» **Aim of the task**
In every row below, substitute "point annotation" for "single-point marking" and give the rows again with nothing else changed. Leave the pictures out.

[Records contained in a dataset]
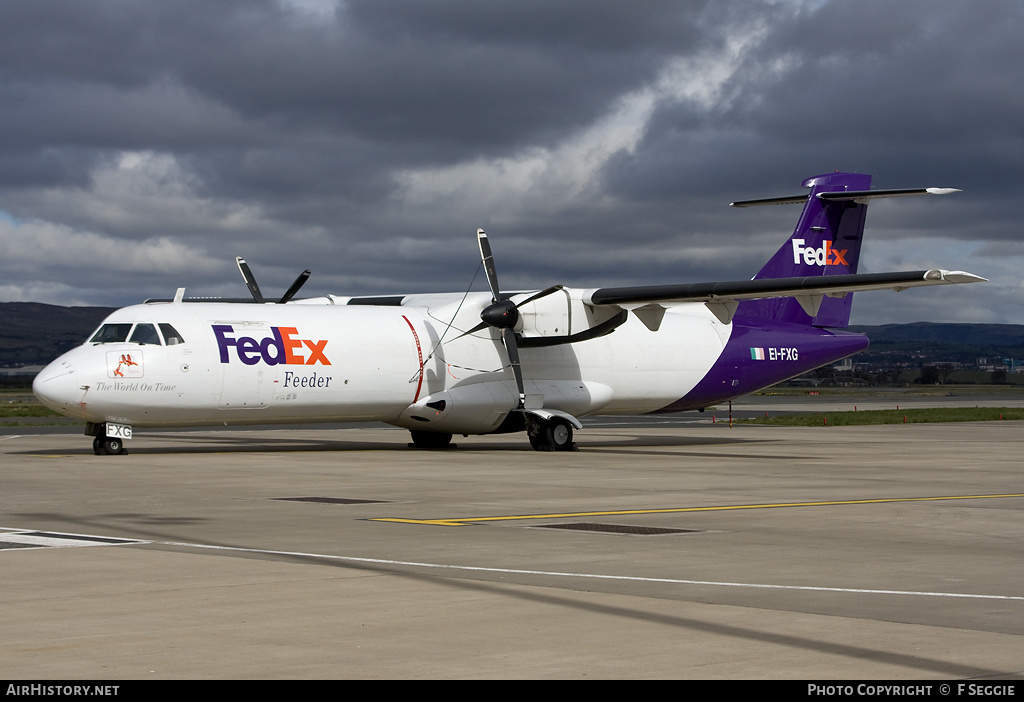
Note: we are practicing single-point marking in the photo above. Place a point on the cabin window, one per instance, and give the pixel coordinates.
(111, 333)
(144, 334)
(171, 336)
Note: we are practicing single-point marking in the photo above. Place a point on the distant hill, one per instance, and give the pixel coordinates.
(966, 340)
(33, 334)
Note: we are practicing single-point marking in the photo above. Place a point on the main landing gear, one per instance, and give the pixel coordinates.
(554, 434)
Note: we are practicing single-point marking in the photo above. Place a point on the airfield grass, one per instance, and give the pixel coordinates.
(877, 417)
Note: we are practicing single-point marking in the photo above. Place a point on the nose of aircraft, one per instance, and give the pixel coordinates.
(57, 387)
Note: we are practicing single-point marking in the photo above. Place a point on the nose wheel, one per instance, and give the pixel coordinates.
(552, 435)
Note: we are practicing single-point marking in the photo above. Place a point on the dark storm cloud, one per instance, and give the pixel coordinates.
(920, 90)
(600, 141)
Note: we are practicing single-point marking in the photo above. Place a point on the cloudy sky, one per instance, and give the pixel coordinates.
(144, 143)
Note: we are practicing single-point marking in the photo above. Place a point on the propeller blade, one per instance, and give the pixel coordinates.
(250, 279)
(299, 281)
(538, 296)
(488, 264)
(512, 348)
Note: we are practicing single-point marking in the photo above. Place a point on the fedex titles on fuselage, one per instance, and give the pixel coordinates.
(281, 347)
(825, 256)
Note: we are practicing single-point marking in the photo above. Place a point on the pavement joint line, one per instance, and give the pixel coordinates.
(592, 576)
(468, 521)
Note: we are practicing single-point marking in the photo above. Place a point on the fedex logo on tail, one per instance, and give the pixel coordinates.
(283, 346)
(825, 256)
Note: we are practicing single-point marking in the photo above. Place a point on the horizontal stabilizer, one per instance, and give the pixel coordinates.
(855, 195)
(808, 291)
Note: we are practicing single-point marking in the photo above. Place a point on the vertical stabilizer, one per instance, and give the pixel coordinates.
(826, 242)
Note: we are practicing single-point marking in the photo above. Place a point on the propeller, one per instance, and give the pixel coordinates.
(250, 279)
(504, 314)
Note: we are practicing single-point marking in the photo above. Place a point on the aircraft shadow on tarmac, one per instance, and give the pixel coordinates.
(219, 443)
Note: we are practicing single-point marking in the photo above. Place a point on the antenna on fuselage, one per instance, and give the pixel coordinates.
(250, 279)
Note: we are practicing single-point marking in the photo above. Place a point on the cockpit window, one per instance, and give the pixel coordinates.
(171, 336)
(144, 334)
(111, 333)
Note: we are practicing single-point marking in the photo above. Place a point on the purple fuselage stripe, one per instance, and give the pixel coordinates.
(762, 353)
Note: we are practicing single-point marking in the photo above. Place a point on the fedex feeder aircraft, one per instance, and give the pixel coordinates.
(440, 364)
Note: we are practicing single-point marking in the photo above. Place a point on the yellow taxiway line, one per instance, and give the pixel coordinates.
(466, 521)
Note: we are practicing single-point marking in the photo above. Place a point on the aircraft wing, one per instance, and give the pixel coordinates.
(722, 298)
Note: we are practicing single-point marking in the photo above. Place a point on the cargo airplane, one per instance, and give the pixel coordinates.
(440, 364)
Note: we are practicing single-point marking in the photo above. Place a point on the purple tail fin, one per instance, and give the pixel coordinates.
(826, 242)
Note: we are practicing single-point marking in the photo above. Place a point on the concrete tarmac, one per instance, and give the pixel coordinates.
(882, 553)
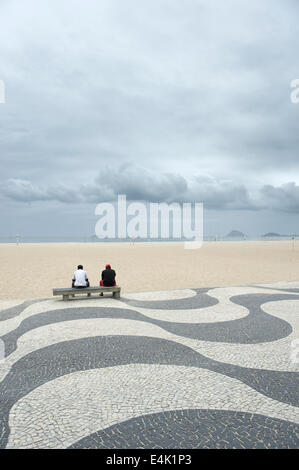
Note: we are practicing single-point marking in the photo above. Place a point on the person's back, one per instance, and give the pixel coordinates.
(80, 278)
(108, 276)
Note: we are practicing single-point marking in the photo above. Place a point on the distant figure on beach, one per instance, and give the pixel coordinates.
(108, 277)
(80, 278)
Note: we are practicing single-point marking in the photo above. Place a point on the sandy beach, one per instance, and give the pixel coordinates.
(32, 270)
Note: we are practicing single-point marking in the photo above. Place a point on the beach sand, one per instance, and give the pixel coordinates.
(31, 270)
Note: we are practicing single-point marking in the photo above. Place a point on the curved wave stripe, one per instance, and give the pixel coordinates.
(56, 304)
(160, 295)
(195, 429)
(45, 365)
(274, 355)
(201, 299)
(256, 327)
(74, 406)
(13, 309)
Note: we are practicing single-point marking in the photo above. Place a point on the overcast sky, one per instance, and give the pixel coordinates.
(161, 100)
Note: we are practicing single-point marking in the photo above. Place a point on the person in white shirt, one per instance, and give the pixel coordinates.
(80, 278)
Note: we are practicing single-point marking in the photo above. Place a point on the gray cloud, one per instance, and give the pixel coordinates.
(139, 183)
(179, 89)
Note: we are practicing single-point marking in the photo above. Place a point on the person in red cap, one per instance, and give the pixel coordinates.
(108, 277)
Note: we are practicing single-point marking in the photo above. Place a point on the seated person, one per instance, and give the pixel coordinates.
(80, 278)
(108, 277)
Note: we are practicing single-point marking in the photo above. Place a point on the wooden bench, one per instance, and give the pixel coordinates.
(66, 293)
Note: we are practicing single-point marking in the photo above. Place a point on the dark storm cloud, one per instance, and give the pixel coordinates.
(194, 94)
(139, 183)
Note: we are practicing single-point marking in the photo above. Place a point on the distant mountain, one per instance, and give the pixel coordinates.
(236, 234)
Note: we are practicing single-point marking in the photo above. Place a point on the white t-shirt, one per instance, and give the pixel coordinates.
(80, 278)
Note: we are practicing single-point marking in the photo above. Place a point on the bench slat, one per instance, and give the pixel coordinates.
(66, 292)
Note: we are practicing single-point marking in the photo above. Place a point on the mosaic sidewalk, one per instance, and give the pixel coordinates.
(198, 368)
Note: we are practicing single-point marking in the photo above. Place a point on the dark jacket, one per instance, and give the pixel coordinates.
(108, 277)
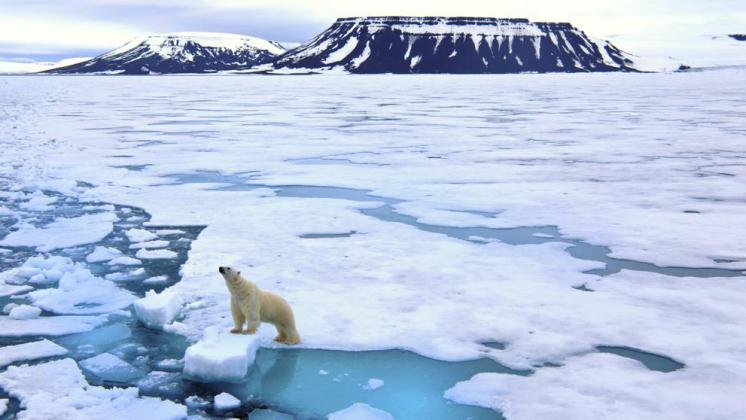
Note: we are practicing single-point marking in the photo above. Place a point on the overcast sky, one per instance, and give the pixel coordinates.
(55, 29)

» **Answer for the task**
Note: we are practicing point annotation in the photo above. Place a point on the cabin window, one per instance, and give the pixel coordinates.
(111, 333)
(144, 334)
(171, 336)
Note: we are practicing point annotation in the photo above. Place a point on the distant hill, one per instance, and give the pixel coordinates.
(966, 340)
(33, 334)
Note: we are practicing point annotation in the photo above. Place a point on the main landing gear, one per instance, and give the pixel coordinates.
(554, 434)
Note: we are practicing point annotation in the photo above. Place a point on the airfield grass, one per instance, and give the pixel coordinates.
(877, 417)
Note: we are practicing point annotation in the photo above. Place a point on the nose of aircraft, one per instance, and give the pixel coordinates.
(57, 387)
Note: we are practicing point annotation in the photo above. Place a point on the nose wheel, one per instance, and give the pixel coordinates.
(552, 435)
Note: we are practicing point annotation in the photo above. Place a point on the dark storm cloud, one per instance, and give the pixel coordinates.
(920, 90)
(600, 141)
Note: we are practicing point annotation in the photo above. Place a point on the cloudy sky, one per instance, and give the pixel coordinates.
(144, 143)
Note: we are practicing point annotation in the photo above. Place a point on the propeller blade, one per instance, and give the pixel coordinates.
(250, 279)
(299, 281)
(538, 296)
(488, 264)
(512, 348)
Note: we are practicing point annotation in the photo above. Place a point on the fedex titles on fuselage, one per instance, and give the pixel coordinates.
(281, 347)
(825, 256)
Note: we are practicing point annotation in the photo above. Place a point on the pavement joint line, one per instance, and give the pixel coordinates.
(592, 576)
(468, 521)
Note: we are practicing point annotation in the photo above. Place a point on the fedex logo on tail, one per instance, and give the pixel coordinates.
(283, 346)
(825, 256)
Note: we are practicing point annotation in the photo above. Place a point on the horizontal stabilizer, one per instance, and give the pixel coordinates.
(855, 195)
(808, 291)
Note: we are practicing point annotation in the photo above. Place a point on the vertical stabilizer, one per instance, and give the pixel coordinates.
(826, 242)
Note: we are practicing point annotation in the photo above. Place a point on the propeller, one per instance, and give the pixel coordinates.
(250, 279)
(504, 314)
Note: we are practicing point annotation in the photo above. Place a point on the aircraft shadow on tarmac, one per instance, and give the pixel coordinates.
(219, 443)
Note: we are practicing point annotation in the photo above. Place a point on the antenna on fuselage, one per instance, and give the pixel coordinates.
(250, 279)
Note: we are practicing point annotation in the photo above. Place a point on the cockpit window, one per instance, and give the pixel coordinates.
(171, 336)
(144, 334)
(111, 333)
Note: we are practicing point annotation in the photo above. Place a point on the purple fuselage stripe, one per instance, and give the pixel coordinates.
(762, 353)
Note: we are practicing point annotation in the photo above. Place a point on the fedex feeder aircraft, one per instance, and give the pixel coordinates.
(440, 364)
Note: we are practicing point annotation in the photo above. Place a point on the yellow taxiway line, one per instance, and give the pixel coordinates.
(466, 521)
Note: we are practicing point annotation in the photo above. Place a point on the aircraft wing, one per instance, and give the pixel coordinates.
(722, 298)
Note: we are practicing point annotation in the photo above. Place a point on the cargo airplane, one per instance, and give the pixel coordinates.
(440, 364)
Note: we are practicing point annotation in the photo above. Place a point on the purple tail fin, one per instance, and give the pixel coordinates.
(826, 242)
Note: we are practicing point annotation in the photo above. Place a point on the concrete tarmac, one per instance, and give the pixel coordinates.
(882, 553)
Note: we are practicing point annotation in the photo above. Place a point on the person's back, one per instance, and give the pixel coordinates.
(80, 278)
(108, 276)
Note: we are practicing point annotation in the photo above. Place a point on the distant figure on beach, one per instance, and give the pixel coordinates.
(108, 277)
(80, 278)
Note: we are practicing point annotation in the photo above. Place a point on the sandy beach, one per instance, and give the pixel coordinates.
(32, 270)
Note: we are practicing point annotation in the photo above. Place a point on the beach sand, one per instance, and give the pixel coordinates.
(31, 270)
Note: we are practicing point annotation in the photo above. Place a point on the curved wave stripe, one per instance, and give the pixel coordinates.
(56, 304)
(160, 295)
(195, 429)
(45, 365)
(274, 355)
(201, 299)
(256, 327)
(74, 406)
(13, 309)
Note: we are practicing point annotation in the photo above. Place a point on the overcast sky, one per instance, and give the pixel coordinates.
(161, 100)
Note: we are practicing point annotation in the photo above. Place a point on the person in white shirt, one per instance, and give the pixel coordinates.
(80, 278)
Note: we are practicing point annotation in the photo above. Place a point on the gray cloud, one per instance, and give the pixel coordinates.
(139, 183)
(179, 89)
Note: we are practicing point annotation in the photo above. Place a point on the person in red cap, one per instance, and give the pixel coordinates.
(108, 277)
Note: we are practicing point annotation in the photo above. Place a point on the seated person, one per instance, and give the pixel coordinates.
(80, 278)
(108, 277)
Note: we are practicing point annotation in the photo above. Place a point on the wooden bench, one per instance, and give the pixel coordinates.
(66, 293)
Note: we are practicing point annotation in the photo above. Place a point on the dark storm cloud, one per instance, and give the pixel coordinates.
(194, 94)
(139, 183)
Note: we are practicing point annotation in the photo above. Place a point on the distant mountain, one per instance, and give the pixel coordinates.
(236, 234)
Note: we are practicing point annotation in the photo above. Place a point on the white t-shirt, one per instance, and give the pixel coordinates.
(80, 278)
Note: we are practicing point annotation in the photo above. Place a point on the bench slat, one per instance, and give the pixel coordinates.
(66, 292)
Note: we are practicing point annotation in the photo above. Place a point on the mosaic sidewalk, one per instance, and give the pixel coordinates.
(198, 368)
Note: we are practicing point annotation in the photo above. Place a point on the dark jacket, one per instance, and give the pixel coordinates.
(108, 277)
Note: we are practicing point annotation in the photo above. Place a point on the overcast sky, one per instance, and give the pixel coordinates.
(55, 29)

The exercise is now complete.